### [Textblock]
Die Demokratische Republik Kongo ist mit einer der schlimmsten humanitären Katastrophen der Welt konfrontiert, und die Situation im Land ist eine der am meisten vernachlässigten Vertreibungskrisen weltweit. Seit Jahrzehnten leidet das Land unter mehreren, sich überschneidenden Notsituationen, die vor allem durch Konflikte und Zwangsvertreibungen verursacht werden. Die Vereinten Nationen schätzen, dass in diesem Jahr 26,4 Millionen Menschen im Lande humanitäre Hilfe benötigen.
Mit 7,1 Millionen Vertriebenen hat die DR Kongo mehr Vertriebene als jedes andere Land in Afrika. Etwa 6,1 Millionen Menschen sind Binnenvertriebene innerhalb des Landes, vor allem in den östlichen Provinzen Nord-Kivu, Süd-Kivu und Ituri, während 1 Million Flüchtlinge und Asylbewerber aus der Demokratischen Republik Kongo in den Nachbarländern Zuflucht gefunden haben.

### [Gestellte Aufgabe 1]
Wie viele Menschen in der DR Kongo benötigen laut dem Text über die Vertreibungskrise in diesem Jahr humanitäre Hilfe?
### [Gestellte Aufgabe 2]
Führe alle Zeilen der Einträge auf, in denen die Zeichenfolge „hedge“ vorkommt.

### [Bereitgestelltes Material]
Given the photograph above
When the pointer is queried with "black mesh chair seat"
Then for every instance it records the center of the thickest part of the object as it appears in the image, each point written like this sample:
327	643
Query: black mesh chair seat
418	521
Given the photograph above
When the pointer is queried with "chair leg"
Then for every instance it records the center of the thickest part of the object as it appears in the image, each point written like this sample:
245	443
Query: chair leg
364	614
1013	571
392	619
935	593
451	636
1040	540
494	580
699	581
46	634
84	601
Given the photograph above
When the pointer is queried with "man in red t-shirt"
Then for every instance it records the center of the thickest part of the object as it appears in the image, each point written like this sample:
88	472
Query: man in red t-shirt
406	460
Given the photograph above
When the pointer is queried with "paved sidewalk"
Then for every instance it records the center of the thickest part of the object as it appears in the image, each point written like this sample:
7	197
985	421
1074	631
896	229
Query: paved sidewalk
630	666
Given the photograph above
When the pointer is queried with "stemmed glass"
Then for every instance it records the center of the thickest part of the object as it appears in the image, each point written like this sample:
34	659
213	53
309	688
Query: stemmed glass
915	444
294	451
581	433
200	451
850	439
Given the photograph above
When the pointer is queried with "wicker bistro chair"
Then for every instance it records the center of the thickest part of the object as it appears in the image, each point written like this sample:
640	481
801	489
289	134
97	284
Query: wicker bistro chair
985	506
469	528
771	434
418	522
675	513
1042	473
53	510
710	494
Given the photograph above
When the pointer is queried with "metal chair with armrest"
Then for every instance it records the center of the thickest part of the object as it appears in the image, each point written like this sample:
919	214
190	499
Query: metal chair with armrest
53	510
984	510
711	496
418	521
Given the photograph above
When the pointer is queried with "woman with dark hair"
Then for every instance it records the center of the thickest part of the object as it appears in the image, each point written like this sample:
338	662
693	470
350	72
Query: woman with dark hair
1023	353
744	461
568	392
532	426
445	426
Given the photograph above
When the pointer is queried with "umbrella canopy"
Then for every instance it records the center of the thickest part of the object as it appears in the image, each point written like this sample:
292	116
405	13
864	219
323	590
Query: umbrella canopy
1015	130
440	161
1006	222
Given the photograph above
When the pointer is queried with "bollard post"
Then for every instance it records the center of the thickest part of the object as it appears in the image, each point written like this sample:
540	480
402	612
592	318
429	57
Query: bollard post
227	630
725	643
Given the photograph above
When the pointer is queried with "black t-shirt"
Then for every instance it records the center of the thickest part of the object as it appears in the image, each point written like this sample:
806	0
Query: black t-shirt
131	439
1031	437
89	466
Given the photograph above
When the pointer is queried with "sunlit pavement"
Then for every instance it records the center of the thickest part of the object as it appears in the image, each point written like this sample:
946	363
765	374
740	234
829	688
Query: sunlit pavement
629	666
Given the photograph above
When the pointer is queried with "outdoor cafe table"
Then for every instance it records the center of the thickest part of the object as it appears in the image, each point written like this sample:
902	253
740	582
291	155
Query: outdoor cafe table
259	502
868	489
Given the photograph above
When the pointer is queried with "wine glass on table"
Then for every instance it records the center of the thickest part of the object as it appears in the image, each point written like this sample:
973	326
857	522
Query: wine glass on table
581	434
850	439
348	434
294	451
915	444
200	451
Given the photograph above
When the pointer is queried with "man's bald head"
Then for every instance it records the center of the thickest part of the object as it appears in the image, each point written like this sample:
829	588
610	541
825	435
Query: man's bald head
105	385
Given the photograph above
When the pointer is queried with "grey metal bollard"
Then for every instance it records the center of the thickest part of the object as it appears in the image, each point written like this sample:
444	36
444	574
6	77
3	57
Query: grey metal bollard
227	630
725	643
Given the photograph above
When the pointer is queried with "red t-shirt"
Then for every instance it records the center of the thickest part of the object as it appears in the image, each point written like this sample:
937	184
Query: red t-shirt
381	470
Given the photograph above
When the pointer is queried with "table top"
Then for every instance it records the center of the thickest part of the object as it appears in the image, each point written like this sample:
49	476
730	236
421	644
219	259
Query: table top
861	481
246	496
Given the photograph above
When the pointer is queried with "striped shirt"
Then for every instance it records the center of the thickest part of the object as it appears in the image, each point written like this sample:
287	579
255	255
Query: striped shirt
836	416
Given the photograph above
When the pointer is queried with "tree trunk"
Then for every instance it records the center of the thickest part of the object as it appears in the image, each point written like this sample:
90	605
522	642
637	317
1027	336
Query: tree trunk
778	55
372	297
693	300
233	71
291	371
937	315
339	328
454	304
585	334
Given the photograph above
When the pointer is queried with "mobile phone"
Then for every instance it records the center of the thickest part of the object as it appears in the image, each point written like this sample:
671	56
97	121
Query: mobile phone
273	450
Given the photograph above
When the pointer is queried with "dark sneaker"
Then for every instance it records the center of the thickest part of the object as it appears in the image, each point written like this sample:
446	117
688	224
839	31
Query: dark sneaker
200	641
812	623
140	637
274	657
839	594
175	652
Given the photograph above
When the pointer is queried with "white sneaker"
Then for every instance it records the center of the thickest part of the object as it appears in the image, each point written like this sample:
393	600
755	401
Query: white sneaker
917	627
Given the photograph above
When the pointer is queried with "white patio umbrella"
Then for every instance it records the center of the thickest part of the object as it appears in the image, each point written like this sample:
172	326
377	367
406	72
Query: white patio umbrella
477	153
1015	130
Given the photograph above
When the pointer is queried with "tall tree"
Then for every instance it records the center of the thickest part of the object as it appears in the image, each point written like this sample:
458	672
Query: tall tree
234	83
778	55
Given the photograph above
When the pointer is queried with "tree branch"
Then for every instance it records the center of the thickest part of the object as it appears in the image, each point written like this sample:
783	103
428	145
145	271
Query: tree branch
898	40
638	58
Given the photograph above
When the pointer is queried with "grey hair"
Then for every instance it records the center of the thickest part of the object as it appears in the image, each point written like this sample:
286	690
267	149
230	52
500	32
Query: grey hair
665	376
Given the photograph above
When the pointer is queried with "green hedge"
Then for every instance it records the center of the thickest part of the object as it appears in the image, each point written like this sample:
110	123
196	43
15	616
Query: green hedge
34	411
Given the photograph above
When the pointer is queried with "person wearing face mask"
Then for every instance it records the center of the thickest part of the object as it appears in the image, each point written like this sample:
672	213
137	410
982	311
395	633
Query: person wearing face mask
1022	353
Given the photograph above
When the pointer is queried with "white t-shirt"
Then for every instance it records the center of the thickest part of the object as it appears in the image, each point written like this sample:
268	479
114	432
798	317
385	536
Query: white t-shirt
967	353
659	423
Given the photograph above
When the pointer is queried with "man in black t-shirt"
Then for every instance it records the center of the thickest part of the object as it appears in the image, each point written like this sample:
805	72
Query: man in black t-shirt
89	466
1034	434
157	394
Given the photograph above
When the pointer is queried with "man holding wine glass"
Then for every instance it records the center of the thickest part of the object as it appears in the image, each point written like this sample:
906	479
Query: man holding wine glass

### [Erwartete Ausgabe 1]
Nach Schätzung der Vereinten Nationen sind es 26,4 Millionen Menschen.

### [Erwartete Ausgabe 2]
When the pointer is queried with "green hedge"
Query: green hedge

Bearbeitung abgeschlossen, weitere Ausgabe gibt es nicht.